### Given exercise 1
Please answer these three questions using the Keras GPU memory thread:
(a) How many folds does the cross validation use?
(b) Which back end runs under Keras?
(c) What does the poster call after each model finishes training?
### Given exercise 2
Resume the Keras GPU memory thread after its final line of code.

How could I release gpu memory of keras


#1

Training models with kcross validation(5 cross), using tensorflow as back end.

Every time the program start to train the last model, keras always complain it is running out of memory, I call gc after every model are trained, any idea how to release the memory of gpu occupied by keras?

for i, (train, validate) in enumerate(skf):
	model, im_dim = mc.generate_model(parsed_json["keras_model"], parsed_json["custom_model"], parsed_json["top_model_index"], parsed_json["learning_rate"])
	training_data = _generate_train_data(im_dim, parsed_json["train_dir"], int(parsed_json["train_batch_size"]))
	testing_data = _generate_train_data(im_dim, parsed_json["val_dir"], int(parsed_json["test_batch_size"]))

	checkpoint = ModelCheckpoint(parsed_json["trained_model_name"] + "cross" + str(index) + ".h5", monitor='val_loss', verbose=0, 
                                 save_best_only=True, save_weights_only=False, mode='auto', period=1)

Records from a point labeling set
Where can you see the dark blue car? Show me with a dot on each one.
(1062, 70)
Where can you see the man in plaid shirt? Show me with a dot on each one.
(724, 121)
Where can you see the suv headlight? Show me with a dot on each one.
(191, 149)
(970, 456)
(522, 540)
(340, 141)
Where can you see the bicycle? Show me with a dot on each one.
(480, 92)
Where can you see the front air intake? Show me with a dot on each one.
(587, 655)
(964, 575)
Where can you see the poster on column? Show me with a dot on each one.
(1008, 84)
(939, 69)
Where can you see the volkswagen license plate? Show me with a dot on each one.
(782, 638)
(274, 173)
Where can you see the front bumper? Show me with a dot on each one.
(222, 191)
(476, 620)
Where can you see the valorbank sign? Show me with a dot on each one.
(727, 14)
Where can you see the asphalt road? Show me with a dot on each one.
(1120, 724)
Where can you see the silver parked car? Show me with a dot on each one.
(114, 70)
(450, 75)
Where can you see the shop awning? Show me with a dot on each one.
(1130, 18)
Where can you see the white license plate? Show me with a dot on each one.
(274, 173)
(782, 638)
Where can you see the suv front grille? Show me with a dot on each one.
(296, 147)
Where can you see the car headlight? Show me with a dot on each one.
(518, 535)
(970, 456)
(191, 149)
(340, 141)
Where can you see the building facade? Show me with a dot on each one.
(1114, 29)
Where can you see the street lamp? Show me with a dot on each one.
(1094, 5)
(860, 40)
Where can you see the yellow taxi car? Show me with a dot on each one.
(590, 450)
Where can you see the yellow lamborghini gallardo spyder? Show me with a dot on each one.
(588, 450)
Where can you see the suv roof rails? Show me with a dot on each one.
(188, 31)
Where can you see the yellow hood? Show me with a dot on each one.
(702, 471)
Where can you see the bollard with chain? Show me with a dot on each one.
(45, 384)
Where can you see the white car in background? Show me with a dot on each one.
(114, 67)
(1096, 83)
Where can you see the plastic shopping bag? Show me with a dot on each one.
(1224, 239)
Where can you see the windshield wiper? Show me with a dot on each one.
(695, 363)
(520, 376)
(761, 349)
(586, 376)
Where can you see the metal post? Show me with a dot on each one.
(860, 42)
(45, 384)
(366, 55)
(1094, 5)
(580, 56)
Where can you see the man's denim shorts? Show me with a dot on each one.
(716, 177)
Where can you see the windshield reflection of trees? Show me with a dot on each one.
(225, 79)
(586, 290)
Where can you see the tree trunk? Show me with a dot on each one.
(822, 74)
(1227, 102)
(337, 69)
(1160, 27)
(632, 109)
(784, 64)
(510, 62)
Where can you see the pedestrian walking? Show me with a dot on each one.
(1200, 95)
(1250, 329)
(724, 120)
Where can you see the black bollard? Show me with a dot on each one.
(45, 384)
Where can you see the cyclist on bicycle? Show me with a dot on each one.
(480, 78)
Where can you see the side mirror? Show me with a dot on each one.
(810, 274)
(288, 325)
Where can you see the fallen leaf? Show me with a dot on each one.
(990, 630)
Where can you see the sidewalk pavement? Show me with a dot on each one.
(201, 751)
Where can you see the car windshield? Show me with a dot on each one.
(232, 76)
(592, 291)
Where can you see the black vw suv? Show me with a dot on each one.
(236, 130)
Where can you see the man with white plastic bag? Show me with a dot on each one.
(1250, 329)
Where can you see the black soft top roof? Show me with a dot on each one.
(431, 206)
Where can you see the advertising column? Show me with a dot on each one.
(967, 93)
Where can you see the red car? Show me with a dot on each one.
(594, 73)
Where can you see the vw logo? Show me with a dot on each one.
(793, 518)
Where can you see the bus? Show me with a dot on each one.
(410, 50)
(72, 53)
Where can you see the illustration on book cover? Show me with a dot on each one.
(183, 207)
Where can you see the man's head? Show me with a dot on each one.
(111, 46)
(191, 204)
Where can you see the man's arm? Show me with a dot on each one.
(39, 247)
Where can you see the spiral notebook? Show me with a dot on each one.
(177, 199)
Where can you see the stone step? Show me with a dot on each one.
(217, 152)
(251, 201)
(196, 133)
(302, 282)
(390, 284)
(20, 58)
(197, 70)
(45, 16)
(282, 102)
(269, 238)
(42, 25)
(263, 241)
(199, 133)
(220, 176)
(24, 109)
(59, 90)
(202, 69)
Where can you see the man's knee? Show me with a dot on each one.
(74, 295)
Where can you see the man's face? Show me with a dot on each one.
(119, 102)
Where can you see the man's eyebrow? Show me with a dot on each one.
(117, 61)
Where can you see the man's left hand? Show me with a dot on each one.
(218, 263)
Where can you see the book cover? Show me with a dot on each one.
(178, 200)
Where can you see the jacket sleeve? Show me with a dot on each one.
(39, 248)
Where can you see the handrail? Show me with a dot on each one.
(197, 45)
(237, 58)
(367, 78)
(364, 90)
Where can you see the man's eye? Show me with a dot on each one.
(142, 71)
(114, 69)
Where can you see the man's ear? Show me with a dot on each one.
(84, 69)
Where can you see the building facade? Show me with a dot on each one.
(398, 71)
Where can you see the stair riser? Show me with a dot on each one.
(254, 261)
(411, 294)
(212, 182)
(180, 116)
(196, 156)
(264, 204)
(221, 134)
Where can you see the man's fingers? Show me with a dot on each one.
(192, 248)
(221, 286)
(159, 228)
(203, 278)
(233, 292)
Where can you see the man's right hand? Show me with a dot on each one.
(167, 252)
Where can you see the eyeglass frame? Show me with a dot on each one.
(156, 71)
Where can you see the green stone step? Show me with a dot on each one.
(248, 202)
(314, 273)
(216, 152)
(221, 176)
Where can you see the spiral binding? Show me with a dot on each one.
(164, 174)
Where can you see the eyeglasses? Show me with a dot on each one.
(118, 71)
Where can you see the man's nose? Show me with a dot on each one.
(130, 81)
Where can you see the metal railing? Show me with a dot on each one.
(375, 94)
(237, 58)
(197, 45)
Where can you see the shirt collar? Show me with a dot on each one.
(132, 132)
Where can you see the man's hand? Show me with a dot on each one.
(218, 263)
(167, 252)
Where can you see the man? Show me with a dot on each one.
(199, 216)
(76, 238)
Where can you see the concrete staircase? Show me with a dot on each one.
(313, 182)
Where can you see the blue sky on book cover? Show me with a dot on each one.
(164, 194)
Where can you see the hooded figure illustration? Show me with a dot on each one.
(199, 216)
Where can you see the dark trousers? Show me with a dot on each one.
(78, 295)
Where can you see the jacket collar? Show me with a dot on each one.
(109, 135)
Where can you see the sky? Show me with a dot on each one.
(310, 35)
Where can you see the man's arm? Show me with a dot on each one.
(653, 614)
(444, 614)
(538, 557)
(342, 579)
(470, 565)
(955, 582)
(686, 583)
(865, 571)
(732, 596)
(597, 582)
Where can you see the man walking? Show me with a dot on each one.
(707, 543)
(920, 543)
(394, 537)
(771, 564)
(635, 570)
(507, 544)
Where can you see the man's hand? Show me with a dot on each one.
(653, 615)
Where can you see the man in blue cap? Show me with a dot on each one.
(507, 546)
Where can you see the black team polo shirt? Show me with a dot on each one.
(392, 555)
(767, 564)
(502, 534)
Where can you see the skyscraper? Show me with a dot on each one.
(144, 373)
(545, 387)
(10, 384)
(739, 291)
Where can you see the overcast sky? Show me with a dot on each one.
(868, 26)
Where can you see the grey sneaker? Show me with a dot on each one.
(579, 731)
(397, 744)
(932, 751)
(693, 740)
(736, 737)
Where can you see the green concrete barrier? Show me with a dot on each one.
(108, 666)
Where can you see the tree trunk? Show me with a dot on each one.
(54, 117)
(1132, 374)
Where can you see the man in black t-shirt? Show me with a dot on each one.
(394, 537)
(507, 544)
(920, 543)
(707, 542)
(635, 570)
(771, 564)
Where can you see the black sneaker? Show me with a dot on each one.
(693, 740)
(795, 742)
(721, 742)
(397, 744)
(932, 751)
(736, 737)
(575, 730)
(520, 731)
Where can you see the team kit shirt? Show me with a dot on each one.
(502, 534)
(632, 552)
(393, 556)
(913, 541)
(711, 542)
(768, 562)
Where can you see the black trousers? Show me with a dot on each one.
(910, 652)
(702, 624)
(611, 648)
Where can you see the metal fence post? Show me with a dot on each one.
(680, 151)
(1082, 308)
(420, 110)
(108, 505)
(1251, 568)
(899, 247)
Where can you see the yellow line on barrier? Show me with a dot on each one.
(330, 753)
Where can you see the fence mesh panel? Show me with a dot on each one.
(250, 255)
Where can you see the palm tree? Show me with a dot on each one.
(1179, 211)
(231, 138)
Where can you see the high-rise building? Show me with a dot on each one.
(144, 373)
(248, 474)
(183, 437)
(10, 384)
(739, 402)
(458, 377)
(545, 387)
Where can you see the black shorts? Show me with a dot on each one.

### Task output 1
(a) Five.
(b) TensorFlow.
(c) gc.

### Task output 2
	index = index + 1
	callback_list = [checkpoint]
	start_time = time.time()

	training_history = model.fit_generator(training_data,
                                           samples_per_epoch=len(training_data.classes),
                                           nb_epoch = int(parsed_json["nb_epoch"]),
                                           validation_data=testing_data,
                                           nb_val_samples=parsed_json["nb_val_samples"],
                                           callbacks = callback_list)

	gc.collect() //cross my finger and beg gc can help me release memory

#2

Is your last model the exact same as previous models? Or is it a different architecture?


#3

same model, change nothing, to help gc release, I add one more line before I call it

model = None
gc.collect()

Any recommended way to force python release memory? I search by google, some posts say gc.collect() will force gc of python release non-reference memory, but it do not work in this case, wonder what happen, do keras allocate memory globally?


#4

Try del model That should immediately remove the model variable from memory.


#5

Thanks, I try this

del model
gc.collect()

Still have no luck. do keras got memory leak issue?


#6

Can you copy and paste the error message here?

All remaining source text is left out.